**TASK TO COMPLETE:** Pick out each line of the records below that contains the word "diced" and copy those lines in full.

(Dataset records)
* Start *

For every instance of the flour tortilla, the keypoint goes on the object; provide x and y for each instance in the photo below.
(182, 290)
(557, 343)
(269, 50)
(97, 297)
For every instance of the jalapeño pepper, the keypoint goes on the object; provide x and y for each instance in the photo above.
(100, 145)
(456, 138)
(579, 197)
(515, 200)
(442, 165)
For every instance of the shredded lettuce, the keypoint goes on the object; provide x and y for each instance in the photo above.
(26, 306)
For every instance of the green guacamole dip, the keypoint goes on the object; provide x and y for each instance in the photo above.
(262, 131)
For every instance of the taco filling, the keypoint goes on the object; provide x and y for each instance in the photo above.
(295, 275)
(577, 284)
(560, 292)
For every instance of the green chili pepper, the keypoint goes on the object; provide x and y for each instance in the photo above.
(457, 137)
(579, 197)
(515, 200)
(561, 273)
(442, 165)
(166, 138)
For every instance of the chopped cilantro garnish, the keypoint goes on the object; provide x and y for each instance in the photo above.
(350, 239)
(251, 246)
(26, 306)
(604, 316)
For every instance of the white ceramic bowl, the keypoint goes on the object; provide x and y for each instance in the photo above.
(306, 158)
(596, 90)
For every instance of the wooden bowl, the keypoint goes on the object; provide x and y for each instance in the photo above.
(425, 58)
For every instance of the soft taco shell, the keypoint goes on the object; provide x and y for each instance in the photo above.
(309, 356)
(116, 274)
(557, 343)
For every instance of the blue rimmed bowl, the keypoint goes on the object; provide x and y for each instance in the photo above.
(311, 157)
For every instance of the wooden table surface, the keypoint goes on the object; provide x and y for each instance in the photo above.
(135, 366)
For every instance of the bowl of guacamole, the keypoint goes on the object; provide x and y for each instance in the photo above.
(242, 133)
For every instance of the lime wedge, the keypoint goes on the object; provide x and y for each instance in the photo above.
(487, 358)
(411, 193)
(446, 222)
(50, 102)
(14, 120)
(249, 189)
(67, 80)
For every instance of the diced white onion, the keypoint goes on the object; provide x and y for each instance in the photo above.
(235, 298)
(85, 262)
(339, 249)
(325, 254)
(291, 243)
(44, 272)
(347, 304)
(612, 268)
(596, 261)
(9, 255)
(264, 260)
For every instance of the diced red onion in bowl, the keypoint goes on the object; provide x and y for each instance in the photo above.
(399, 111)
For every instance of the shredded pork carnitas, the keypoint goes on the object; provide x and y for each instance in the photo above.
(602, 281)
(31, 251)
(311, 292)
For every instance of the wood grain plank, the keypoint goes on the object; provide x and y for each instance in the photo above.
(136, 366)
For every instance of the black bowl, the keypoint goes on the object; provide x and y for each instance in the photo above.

* End *
* Start *

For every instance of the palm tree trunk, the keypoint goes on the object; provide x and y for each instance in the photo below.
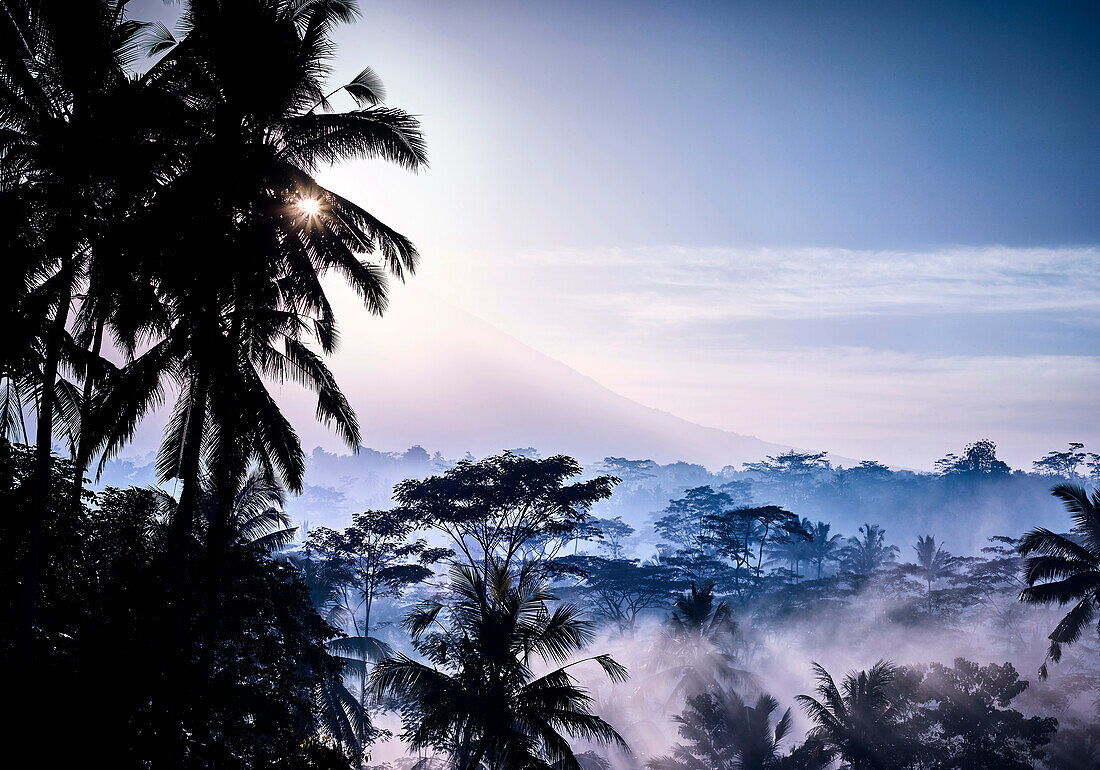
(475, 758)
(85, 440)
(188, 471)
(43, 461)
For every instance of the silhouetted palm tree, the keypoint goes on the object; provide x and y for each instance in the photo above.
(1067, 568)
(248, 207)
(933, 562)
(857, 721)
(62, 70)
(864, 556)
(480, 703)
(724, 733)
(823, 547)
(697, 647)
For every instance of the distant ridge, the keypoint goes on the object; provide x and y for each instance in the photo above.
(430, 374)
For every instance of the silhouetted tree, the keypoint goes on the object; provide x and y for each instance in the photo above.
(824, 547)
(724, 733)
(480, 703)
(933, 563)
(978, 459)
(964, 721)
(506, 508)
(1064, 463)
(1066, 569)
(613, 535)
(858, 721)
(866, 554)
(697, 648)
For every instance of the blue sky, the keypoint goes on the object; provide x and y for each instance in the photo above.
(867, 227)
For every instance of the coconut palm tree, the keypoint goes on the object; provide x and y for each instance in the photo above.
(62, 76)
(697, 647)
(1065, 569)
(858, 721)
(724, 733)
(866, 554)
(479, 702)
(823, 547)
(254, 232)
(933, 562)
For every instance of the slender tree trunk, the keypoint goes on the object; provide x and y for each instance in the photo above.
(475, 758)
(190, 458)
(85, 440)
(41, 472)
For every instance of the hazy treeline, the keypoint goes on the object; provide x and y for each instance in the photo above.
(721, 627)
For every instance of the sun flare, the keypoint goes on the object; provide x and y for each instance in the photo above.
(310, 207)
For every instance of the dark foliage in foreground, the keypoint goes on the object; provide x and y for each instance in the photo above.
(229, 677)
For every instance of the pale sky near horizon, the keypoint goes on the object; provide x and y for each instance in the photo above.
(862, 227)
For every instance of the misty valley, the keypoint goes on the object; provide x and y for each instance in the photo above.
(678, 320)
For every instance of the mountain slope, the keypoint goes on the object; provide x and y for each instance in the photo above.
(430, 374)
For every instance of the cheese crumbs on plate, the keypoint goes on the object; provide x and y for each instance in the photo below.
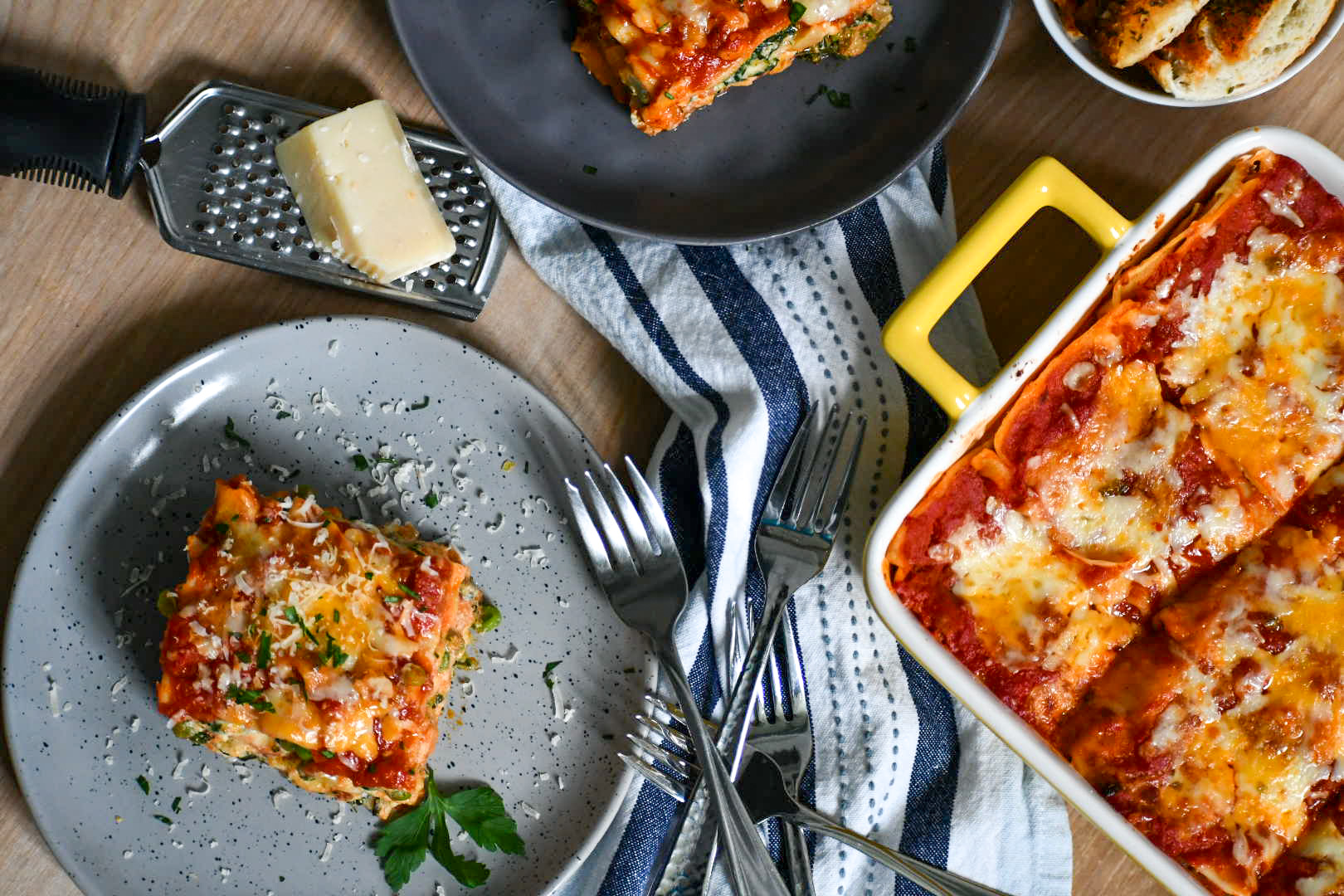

* End *
* Start *

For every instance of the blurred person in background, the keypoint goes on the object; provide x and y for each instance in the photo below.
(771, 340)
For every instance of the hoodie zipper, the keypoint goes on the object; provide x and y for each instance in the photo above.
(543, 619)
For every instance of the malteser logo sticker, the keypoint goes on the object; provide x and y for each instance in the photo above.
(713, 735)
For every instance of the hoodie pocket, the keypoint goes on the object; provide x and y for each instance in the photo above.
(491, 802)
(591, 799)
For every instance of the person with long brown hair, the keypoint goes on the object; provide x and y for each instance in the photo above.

* End *

**THE REPLY:**
For every instance of the diced white onion, the keypoint goes on the object; provide x and y for each instance in the photo above.
For every instance of the diced red onion in bowl, the keypoint goes on the object; provide x and y for each instance in the photo above.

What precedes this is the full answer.